Dataset items:
>>>>>

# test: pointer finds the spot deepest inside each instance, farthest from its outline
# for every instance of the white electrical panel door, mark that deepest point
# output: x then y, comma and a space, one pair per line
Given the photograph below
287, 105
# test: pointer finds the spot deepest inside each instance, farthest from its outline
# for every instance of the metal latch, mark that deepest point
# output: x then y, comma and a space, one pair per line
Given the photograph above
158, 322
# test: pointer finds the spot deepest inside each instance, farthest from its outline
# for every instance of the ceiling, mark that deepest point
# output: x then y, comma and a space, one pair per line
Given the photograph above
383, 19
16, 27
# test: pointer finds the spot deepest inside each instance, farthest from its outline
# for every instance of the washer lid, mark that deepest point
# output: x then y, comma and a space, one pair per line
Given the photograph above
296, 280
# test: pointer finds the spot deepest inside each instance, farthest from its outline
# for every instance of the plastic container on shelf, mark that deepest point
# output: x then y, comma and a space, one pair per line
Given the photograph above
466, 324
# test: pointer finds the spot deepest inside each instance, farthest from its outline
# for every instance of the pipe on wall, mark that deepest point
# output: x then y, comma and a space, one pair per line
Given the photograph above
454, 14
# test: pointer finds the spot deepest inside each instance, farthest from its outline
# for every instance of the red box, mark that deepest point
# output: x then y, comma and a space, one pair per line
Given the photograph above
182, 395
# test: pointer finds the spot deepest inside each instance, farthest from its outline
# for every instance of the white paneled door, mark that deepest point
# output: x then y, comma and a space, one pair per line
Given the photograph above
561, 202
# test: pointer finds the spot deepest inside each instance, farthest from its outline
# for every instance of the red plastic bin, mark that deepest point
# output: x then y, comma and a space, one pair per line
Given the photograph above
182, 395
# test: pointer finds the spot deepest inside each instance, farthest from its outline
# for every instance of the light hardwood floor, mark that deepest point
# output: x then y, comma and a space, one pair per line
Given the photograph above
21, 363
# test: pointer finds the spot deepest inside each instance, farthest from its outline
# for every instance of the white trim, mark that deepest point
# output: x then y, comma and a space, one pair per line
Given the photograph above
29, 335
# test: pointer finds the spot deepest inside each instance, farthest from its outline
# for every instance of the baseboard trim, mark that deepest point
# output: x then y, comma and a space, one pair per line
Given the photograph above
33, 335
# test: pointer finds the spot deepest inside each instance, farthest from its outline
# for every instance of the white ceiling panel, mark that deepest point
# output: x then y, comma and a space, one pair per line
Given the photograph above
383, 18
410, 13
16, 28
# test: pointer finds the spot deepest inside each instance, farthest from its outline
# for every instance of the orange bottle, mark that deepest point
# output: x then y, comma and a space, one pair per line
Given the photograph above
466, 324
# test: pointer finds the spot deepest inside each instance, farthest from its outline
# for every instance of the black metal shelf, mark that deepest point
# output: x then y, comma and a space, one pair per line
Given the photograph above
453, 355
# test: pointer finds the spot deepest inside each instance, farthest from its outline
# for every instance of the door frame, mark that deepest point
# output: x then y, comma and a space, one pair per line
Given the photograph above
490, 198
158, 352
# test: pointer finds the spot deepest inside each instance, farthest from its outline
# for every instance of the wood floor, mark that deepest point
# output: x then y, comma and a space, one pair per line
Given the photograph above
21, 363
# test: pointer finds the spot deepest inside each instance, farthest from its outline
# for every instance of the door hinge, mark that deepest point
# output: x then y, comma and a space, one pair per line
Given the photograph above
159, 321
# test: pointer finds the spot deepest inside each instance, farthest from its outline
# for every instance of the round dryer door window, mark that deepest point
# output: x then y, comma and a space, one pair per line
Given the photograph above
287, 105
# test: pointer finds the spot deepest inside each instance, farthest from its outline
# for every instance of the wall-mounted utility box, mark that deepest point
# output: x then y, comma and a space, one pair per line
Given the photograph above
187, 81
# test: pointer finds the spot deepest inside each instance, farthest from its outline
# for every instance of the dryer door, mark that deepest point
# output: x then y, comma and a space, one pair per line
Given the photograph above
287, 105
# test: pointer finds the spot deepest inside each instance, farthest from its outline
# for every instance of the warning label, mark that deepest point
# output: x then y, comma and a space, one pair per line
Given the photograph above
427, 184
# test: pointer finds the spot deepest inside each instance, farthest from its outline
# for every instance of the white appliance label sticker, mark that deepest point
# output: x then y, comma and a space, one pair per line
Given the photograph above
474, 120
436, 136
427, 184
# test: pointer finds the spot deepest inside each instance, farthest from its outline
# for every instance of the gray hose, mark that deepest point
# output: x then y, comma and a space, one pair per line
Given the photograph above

<<<<<

Work instruction: Each line of the records with the word "white" in it is to be copied.

Answer to this problem:
# for every instance of the white electrical panel door, mark that deepest point
# for every instance of the white paneled door, mark that deepest point
# for every instance of the white trim, mark that deepest point
# for every instance of the white ceiling panel, mark that deepest point
# for every instance of the white appliance label sticker, mark that deepest point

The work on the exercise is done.